### Stated problem
Output the records from the line containing "Could you please mark the ornate" through the end of the records, inclusive, as a two-column CSV with the header record_text,answer. Give one row per record, put each field in double quotes, and replace any line breaks inside a field with spaces.

### Records for the task
########

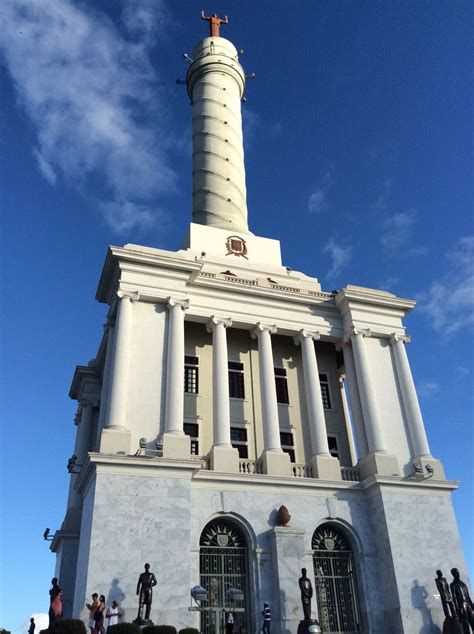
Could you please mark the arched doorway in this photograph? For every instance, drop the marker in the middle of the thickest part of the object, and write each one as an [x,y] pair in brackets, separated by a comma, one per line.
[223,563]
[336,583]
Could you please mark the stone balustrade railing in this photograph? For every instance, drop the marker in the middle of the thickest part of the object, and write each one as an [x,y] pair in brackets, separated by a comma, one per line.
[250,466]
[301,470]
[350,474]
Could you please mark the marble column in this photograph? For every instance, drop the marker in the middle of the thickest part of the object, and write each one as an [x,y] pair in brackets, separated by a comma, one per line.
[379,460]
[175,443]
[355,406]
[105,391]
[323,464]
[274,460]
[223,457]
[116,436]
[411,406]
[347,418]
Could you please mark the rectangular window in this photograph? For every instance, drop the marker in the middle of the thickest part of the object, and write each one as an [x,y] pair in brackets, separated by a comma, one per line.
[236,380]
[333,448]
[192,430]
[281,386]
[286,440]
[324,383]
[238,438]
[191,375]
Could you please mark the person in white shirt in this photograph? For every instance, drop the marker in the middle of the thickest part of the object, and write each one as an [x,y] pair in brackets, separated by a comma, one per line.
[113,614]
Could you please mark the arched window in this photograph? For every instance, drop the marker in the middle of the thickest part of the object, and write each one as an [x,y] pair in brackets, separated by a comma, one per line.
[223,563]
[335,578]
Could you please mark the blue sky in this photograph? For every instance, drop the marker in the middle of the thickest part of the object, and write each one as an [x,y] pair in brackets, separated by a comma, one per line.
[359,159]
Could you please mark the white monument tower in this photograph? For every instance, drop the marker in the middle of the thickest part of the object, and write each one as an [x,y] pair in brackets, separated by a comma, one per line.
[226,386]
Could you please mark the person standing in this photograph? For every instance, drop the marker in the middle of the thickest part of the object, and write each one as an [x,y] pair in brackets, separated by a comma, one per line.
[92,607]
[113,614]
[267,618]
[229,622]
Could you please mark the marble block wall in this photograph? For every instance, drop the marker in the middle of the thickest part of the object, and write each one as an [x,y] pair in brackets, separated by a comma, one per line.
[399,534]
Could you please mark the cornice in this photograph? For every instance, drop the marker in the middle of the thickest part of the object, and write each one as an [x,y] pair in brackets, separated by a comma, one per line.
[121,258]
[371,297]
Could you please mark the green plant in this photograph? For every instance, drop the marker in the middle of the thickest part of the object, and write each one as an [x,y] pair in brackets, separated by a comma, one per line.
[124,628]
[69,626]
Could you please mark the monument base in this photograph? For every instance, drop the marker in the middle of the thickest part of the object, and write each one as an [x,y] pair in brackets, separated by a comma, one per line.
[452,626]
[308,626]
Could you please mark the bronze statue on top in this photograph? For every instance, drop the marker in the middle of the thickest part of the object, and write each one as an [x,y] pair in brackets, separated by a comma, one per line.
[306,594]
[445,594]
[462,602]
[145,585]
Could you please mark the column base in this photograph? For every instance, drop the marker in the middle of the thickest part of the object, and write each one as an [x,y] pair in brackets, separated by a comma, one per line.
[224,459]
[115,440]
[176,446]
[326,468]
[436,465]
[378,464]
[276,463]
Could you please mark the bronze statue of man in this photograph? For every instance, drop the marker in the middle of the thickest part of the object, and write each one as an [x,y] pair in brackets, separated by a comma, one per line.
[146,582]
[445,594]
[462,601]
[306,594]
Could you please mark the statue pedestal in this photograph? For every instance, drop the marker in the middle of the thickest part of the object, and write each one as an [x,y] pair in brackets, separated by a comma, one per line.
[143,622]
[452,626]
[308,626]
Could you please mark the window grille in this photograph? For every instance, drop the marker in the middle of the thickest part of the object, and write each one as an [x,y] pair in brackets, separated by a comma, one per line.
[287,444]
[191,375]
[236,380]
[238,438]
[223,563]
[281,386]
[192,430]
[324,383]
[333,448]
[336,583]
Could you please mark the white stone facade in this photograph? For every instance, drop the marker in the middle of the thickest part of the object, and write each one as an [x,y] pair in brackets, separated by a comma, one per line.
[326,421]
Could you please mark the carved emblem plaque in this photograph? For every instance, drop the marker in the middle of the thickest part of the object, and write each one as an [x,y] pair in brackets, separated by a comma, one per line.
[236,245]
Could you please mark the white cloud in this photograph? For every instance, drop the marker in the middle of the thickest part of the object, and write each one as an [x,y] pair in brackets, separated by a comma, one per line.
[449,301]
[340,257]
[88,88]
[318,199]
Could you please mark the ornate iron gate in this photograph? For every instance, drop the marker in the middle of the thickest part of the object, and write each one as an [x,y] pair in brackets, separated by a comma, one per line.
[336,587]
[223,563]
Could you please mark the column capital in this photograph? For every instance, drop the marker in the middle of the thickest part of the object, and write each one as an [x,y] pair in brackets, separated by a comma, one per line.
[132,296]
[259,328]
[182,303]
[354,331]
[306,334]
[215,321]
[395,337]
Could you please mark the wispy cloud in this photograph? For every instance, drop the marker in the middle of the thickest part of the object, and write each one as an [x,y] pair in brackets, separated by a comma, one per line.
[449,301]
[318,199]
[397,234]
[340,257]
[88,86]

########

### Exercise response
record_text,answer
"Could you please mark the ornate iron gate in this photograph? For every instance, drop the marker in the middle of the thickest part of the object, and write each one as an [x,y] pair in brackets, separated by a comma, one per line.","[336,587] [223,563]"
"Could you please mark the column capital in this photograph? For every instance, drop the marker in the middle of the thickest part of the object, and write each one as an [x,y] pair in brackets, separated by a comma, one per line.","[132,296] [259,328] [182,303] [354,331] [306,334] [215,321] [395,337]"
"Could you please mark the wispy cloud in this photograph? For every instance, drop the marker in the middle of the thickest part of the object, and write each one as an [x,y] pair in brackets, separated by a comma, one per line.","[449,301] [318,199] [397,234] [340,257] [88,86]"